PASAJE CITADO -
________

Por qué la izquierda es violenta
Óscar Bermán.- La izquierda ha intentado presentarse a lo largo de la historia como la voz de los oprimidos, la defensora de los débiles y la bandera de la justicia social. Sin embargo, detrás de ese discurso se esconde un patrón difícil de ignorar: su constante coqueteo con la violencia como mecanismo de transformación política.
La izquierda nace de la idea de que el poder nunca se entrega, se arrebata. Desde la Revolución francesa hasta la soviética, pasando por las guerrillas latinoamericanas, el mensaje es claro: la violencia no solo es aceptada, sino celebrada como motor del cambio. El mito del “pueblo armado contra el opresor” se convierte en justificación para imponer por la fuerza lo que no se gana con consenso.
Mientras otras corrientes buscan reformar desde dentro, la izquierda radical insiste en destruir el sistema. La democracia, la ley, la propiedad privada: todo lo que no encaja en su visión es visto como un obstáculo a derribar. Así, no es extraño que sus movimientos desemboquen en disturbios, saqueos o vandalismo, acciones que luego intentan disfrazar de “protesta legítima”.

________

EXTRACTOS DE DATOS -
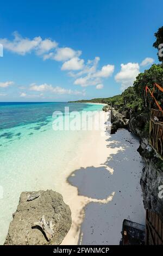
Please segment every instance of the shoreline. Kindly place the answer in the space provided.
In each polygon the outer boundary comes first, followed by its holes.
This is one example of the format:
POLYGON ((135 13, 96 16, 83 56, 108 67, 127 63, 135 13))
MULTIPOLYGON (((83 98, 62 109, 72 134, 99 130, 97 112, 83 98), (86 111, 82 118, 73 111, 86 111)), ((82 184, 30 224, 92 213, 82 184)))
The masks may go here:
MULTIPOLYGON (((72 102, 71 102, 72 103, 72 102)), ((80 104, 92 104, 92 105, 108 105, 106 103, 94 103, 94 102, 73 102, 73 103, 77 103, 80 104)))
MULTIPOLYGON (((105 117, 105 124, 108 120, 108 114, 105 117)), ((106 124, 104 124, 104 126, 106 128, 106 124)), ((127 130, 122 129, 111 136, 106 132, 101 133, 99 131, 91 131, 89 136, 83 142, 78 156, 72 163, 72 172, 69 175, 68 172, 66 172, 67 175, 61 191, 65 202, 70 207, 72 218, 71 229, 61 245, 118 245, 124 218, 130 220, 131 217, 133 221, 145 224, 145 213, 139 184, 142 166, 140 156, 136 153, 136 148, 132 148, 130 145, 136 141, 127 130), (129 142, 126 142, 126 140, 129 142), (126 154, 126 157, 130 154, 128 160, 123 160, 124 154, 126 154), (117 161, 120 161, 118 167, 117 161), (121 161, 123 161, 123 164, 121 164, 121 161), (132 171, 130 170, 131 166, 132 171), (124 173, 118 173, 122 170, 121 168, 124 173), (130 172, 129 175, 127 174, 128 172, 130 172), (113 182, 110 183, 111 179, 113 179, 113 182), (128 186, 130 182, 133 183, 133 186, 128 186), (128 194, 126 194, 127 190, 128 194), (121 191, 120 196, 119 191, 121 191), (124 208, 122 204, 123 205, 126 202, 125 198, 124 202, 122 200, 122 198, 126 197, 128 201, 124 208), (115 205, 118 208, 115 209, 115 205), (90 209, 91 207, 93 210, 90 209), (95 207, 97 210, 93 210, 95 207), (102 222, 99 225, 101 227, 98 227, 99 220, 98 216, 96 216, 96 212, 99 209, 101 210, 101 208, 109 208, 109 211, 106 214, 105 210, 102 210, 102 222), (123 214, 121 211, 123 211, 123 214), (109 211, 112 216, 109 216, 109 211), (91 218, 88 221, 89 216, 91 218), (108 226, 109 230, 115 225, 115 230, 108 234, 107 230, 103 230, 105 228, 104 225, 108 226), (93 225, 92 233, 91 230, 93 225), (99 230, 101 228, 102 230, 99 230), (110 237, 109 241, 109 234, 111 236, 111 233, 114 238, 110 237), (95 234, 96 237, 93 238, 95 234), (101 240, 102 237, 106 240, 105 243, 102 243, 104 242, 101 240)), ((138 145, 139 142, 136 143, 138 145)))

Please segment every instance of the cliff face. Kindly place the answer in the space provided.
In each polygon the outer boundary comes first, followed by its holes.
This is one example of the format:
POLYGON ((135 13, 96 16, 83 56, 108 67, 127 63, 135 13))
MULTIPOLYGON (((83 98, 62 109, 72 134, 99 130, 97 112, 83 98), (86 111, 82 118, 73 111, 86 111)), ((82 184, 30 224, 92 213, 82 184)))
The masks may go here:
MULTIPOLYGON (((149 131, 147 131, 145 134, 144 127, 148 121, 148 116, 144 113, 132 112, 122 112, 122 114, 124 115, 123 118, 129 118, 127 124, 129 131, 140 138, 140 144, 137 151, 145 163, 140 180, 145 208, 158 213, 163 221, 163 188, 162 194, 160 193, 160 186, 163 185, 163 161, 149 145, 147 136, 149 131)), ((116 116, 118 118, 118 115, 116 116)), ((114 123, 112 124, 114 129, 114 123)))
POLYGON ((160 187, 163 185, 163 172, 161 166, 159 167, 161 160, 146 139, 141 141, 137 151, 145 162, 140 179, 145 208, 158 214, 163 221, 163 193, 160 193, 163 191, 160 187))

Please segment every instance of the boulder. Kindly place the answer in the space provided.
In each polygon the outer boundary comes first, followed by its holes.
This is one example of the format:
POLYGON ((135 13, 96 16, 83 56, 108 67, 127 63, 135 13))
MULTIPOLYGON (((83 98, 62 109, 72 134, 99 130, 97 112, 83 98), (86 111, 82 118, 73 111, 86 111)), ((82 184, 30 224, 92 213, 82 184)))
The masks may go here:
POLYGON ((112 124, 111 134, 113 134, 120 128, 127 128, 128 119, 127 119, 121 113, 112 108, 111 109, 111 123, 112 124))
POLYGON ((70 208, 59 193, 53 190, 23 192, 4 245, 59 245, 71 222, 70 208))

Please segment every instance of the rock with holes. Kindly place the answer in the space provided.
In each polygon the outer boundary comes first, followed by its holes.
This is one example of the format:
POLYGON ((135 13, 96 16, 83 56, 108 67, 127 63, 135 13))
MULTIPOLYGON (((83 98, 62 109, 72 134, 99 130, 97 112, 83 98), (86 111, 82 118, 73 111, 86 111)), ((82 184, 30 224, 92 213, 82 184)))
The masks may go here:
POLYGON ((71 211, 60 194, 52 190, 24 192, 4 244, 59 245, 71 225, 71 211), (43 220, 45 222, 41 228, 36 224, 43 220), (48 227, 50 236, 47 235, 48 227))

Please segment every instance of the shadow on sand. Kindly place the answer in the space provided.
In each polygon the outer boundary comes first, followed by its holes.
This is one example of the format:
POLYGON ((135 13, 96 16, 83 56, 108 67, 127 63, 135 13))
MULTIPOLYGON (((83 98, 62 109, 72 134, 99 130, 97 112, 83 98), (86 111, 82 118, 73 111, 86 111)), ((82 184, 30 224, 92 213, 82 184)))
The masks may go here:
POLYGON ((79 195, 89 199, 83 207, 79 244, 118 245, 124 218, 144 224, 139 184, 143 164, 136 150, 139 141, 122 129, 110 136, 107 142, 107 147, 113 152, 116 149, 115 154, 110 155, 101 166, 81 167, 67 179, 77 187, 79 195))

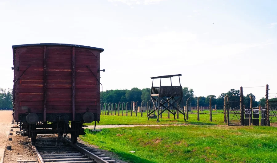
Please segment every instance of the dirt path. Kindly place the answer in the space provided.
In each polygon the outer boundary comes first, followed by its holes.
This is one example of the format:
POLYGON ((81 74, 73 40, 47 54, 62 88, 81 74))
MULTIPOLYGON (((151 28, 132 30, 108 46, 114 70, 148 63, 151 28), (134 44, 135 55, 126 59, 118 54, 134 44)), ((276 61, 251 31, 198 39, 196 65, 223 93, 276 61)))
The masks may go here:
POLYGON ((2 162, 10 130, 13 126, 12 111, 0 111, 0 162, 2 162))
MULTIPOLYGON (((137 127, 137 126, 188 126, 191 125, 190 124, 184 124, 182 125, 96 125, 96 129, 102 129, 107 128, 117 128, 118 127, 137 127)), ((85 127, 85 128, 94 129, 94 126, 90 125, 88 127, 85 127)))

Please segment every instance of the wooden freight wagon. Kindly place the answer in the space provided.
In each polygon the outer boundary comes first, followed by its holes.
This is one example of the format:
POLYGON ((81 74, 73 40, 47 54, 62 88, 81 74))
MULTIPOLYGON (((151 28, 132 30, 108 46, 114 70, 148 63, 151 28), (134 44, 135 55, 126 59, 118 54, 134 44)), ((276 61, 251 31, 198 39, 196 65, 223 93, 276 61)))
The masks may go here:
POLYGON ((35 142, 36 134, 70 133, 100 120, 102 49, 60 44, 12 46, 14 117, 35 142))

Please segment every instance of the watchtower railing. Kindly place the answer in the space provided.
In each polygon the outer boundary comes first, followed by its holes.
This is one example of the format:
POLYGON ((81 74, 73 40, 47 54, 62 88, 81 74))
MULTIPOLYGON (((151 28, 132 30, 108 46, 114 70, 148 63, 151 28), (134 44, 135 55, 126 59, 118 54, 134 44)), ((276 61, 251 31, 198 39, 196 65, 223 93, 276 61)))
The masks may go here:
POLYGON ((181 86, 161 86, 151 87, 151 96, 182 96, 181 86))

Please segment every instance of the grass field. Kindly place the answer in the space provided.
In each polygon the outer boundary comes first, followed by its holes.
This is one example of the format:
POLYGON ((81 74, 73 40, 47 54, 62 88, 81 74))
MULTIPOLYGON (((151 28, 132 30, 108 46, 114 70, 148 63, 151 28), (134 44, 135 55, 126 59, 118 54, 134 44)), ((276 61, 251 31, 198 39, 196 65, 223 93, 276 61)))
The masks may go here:
POLYGON ((81 139, 131 162, 277 162, 274 127, 188 125, 86 132, 81 139))
MULTIPOLYGON (((189 124, 196 125, 223 125, 224 123, 224 115, 222 111, 218 111, 217 112, 213 111, 213 122, 210 121, 210 115, 209 111, 204 111, 203 113, 200 114, 200 120, 197 120, 197 111, 193 111, 193 114, 190 113, 189 115, 189 119, 187 122, 185 122, 184 116, 181 114, 179 114, 179 118, 175 120, 172 114, 170 114, 170 118, 167 117, 167 114, 163 114, 162 118, 159 118, 159 122, 157 122, 156 119, 150 119, 148 120, 146 113, 143 113, 143 117, 141 116, 140 113, 138 113, 138 116, 136 117, 135 113, 133 113, 133 116, 131 117, 130 113, 128 116, 126 116, 126 113, 123 113, 124 116, 122 116, 122 112, 119 114, 119 116, 103 115, 100 116, 100 121, 98 125, 164 125, 172 124, 189 124)), ((94 123, 87 124, 86 125, 94 125, 94 123)))

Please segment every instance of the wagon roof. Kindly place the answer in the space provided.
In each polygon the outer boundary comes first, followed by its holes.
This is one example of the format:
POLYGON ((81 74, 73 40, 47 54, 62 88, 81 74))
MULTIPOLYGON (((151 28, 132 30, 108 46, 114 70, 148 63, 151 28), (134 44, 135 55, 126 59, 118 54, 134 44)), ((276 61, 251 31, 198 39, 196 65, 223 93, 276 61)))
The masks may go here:
POLYGON ((42 43, 42 44, 23 44, 22 45, 13 45, 12 47, 13 48, 21 47, 22 46, 72 46, 73 47, 78 47, 79 48, 84 48, 98 50, 101 51, 101 52, 104 51, 104 49, 88 46, 83 46, 80 45, 75 45, 74 44, 53 44, 53 43, 42 43))

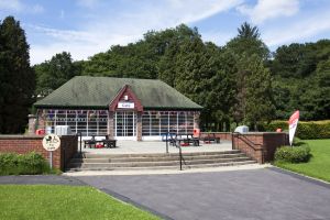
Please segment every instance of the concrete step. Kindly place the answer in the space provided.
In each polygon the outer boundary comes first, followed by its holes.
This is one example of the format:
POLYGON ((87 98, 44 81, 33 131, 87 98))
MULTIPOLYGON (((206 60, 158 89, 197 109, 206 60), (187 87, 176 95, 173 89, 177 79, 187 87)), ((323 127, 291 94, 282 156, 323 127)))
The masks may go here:
MULTIPOLYGON (((217 160, 217 158, 234 158, 243 157, 243 153, 232 154, 215 154, 215 155, 184 155, 186 161, 196 160, 217 160)), ((156 157, 109 157, 109 158, 73 158, 72 163, 119 163, 119 162, 158 162, 158 161, 178 161, 178 155, 163 155, 156 157)))
MULTIPOLYGON (((240 166, 240 165, 248 165, 248 164, 255 164, 255 161, 243 161, 243 162, 226 162, 226 163, 213 163, 213 164, 197 164, 197 165, 183 165, 183 169, 190 169, 190 168, 208 168, 208 167, 221 167, 221 166, 240 166)), ((75 167, 69 168, 67 172, 84 172, 84 170, 155 170, 155 169, 172 169, 177 170, 179 169, 179 165, 175 166, 147 166, 147 167, 94 167, 94 168, 82 168, 82 167, 75 167)))
MULTIPOLYGON (((195 155, 222 155, 231 153, 241 153, 239 150, 223 151, 223 152, 183 152, 184 156, 195 156, 195 155)), ((152 153, 152 154, 94 154, 84 153, 84 158, 123 158, 123 157, 163 157, 163 156, 178 156, 178 153, 152 153)))
MULTIPOLYGON (((228 163, 228 162, 242 162, 249 161, 249 157, 234 157, 234 158, 217 158, 217 160, 195 160, 183 161, 186 165, 197 164, 215 164, 215 163, 228 163)), ((123 163, 72 163, 69 167, 81 168, 98 168, 98 167, 153 167, 153 166, 177 166, 179 161, 163 161, 163 162, 123 162, 123 163)))

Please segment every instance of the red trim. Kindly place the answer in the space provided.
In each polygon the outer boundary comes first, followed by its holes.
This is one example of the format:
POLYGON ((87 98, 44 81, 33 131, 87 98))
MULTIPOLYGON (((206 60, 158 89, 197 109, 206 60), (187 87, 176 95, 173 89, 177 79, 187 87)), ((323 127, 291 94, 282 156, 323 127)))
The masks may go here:
POLYGON ((129 97, 129 100, 134 102, 134 110, 135 111, 143 111, 143 106, 141 101, 138 99, 135 94, 132 91, 131 87, 129 85, 125 85, 122 87, 122 89, 118 92, 116 98, 110 102, 109 105, 109 111, 116 111, 118 107, 118 102, 121 100, 124 100, 124 96, 129 97))

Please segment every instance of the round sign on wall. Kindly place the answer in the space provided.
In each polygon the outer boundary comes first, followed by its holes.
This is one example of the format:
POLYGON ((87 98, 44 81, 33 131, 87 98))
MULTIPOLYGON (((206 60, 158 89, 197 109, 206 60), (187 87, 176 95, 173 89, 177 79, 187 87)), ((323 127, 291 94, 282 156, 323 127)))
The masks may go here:
POLYGON ((43 147, 46 151, 56 151, 61 145, 61 140, 56 134, 47 134, 43 139, 43 147))

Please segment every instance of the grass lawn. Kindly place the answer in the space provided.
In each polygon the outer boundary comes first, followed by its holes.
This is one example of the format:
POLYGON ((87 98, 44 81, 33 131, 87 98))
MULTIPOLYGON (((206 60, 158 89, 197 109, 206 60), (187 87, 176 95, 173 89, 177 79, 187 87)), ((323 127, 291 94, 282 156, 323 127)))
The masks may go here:
POLYGON ((276 163, 276 166, 330 182, 330 139, 308 140, 312 157, 308 163, 276 163))
POLYGON ((158 219, 87 186, 0 185, 0 219, 158 219))

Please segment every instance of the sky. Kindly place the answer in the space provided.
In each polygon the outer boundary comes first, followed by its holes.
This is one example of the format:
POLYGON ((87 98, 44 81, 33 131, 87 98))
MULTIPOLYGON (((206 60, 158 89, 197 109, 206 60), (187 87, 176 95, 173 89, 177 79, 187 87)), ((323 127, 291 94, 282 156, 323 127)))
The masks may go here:
POLYGON ((182 23, 219 46, 244 21, 271 51, 330 38, 330 0, 0 0, 0 20, 8 15, 25 30, 32 65, 64 51, 86 61, 182 23))

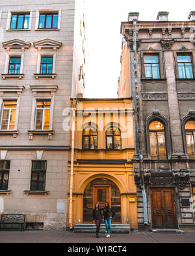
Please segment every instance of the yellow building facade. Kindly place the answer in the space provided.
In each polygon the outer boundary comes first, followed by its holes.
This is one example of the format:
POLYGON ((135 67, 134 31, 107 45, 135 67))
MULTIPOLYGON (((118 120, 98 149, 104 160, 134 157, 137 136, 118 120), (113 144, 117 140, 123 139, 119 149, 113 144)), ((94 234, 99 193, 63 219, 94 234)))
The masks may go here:
POLYGON ((67 223, 70 228, 92 223, 95 203, 103 207, 109 202, 115 212, 112 222, 136 229, 131 99, 77 99, 72 106, 75 129, 70 136, 67 223))

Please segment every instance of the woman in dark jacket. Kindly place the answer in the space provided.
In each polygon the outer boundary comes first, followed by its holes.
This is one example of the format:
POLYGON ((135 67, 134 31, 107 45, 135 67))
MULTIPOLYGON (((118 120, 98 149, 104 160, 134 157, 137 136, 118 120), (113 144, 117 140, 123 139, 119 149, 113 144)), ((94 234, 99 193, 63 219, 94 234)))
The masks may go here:
POLYGON ((94 217, 94 223, 96 225, 96 238, 99 238, 99 231, 100 228, 100 225, 102 222, 102 215, 101 210, 99 208, 98 202, 96 202, 95 204, 95 208, 93 210, 93 217, 94 217))
POLYGON ((114 216, 114 212, 110 208, 109 203, 105 204, 105 208, 103 210, 103 216, 104 217, 104 222, 107 229, 107 237, 110 237, 110 229, 111 227, 111 219, 114 216))

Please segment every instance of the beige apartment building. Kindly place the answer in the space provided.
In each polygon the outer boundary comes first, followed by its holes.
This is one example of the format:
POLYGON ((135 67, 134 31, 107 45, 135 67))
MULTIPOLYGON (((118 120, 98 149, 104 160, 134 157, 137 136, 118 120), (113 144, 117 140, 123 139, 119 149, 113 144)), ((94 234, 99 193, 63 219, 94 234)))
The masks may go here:
POLYGON ((83 0, 0 4, 0 214, 66 227, 70 98, 84 88, 83 0), (66 115, 66 113, 65 113, 66 115))

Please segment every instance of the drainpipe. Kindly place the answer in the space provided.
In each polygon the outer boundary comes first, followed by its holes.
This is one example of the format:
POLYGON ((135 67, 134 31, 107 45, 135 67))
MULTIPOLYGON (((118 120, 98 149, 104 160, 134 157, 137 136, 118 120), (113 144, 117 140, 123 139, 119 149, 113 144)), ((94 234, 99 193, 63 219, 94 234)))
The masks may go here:
MULTIPOLYGON (((75 104, 76 105, 76 104, 75 104)), ((72 150, 71 150, 71 167, 70 177, 70 199, 69 199, 69 227, 72 229, 72 195, 73 195, 73 175, 74 167, 74 147, 75 147, 75 112, 76 108, 72 108, 72 150)))
POLYGON ((147 210, 147 197, 144 186, 144 176, 143 172, 143 151, 141 146, 141 124, 140 124, 140 95, 139 95, 139 84, 138 78, 138 61, 136 56, 136 20, 133 20, 133 51, 135 53, 135 89, 136 89, 136 113, 137 113, 137 127, 138 127, 138 140, 139 146, 139 158, 140 158, 140 169, 141 177, 141 189, 143 197, 144 202, 144 223, 148 225, 148 210, 147 210))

________

OBJETIVO DEL EJERCICIO - Continúa el artículo sobre la violencia de la izquierda desde su última oración. Los ítems no intervienen en este ejercicio.

RESPUESTA -
La izquierda entiende que la calle es su escenario preferido. Manifestaciones que empiezan con consignas acaban en destrozos que paralizan ciudades enteras. Y, mientras tanto, los medios multiplican las imágenes de encapuchados lanzando piedras o incendiando mobiliario público. Esa exposición refuerza la identidad combativa de la izquierda, que confunde ruido con legitimidad.
Cuando la violencia viene de sus filas, se justifica como “respuesta a la represión”. Pero si proviene de la autoridad, es denunciada como abuso intolerable. La izquierda ha perfeccionado el arte de victimizarse mientras utiliza la fuerza, mostrando un cinismo que erosiona la convivencia democrática.
Al final, la violencia de la izquierda revela un punto central: su dificultad para aceptar que no siempre convence a la mayoría. En lugar de persuadir con argumentos, muchos de sus sectores optan por imponer con gritos, intimidación y, en no pocas ocasiones, con sangre. El resultado suele ser el contrario al prometido: más división, menos libertad y un poder concentrado en manos de una nueva élite.
En definitiva, la violencia no es un accidente en la izquierda: es parte de su ADN histórico y político. Quien legitima la violencia como herramienta de transformación termina condenado a reproducir los mismos abusos que decía combatir.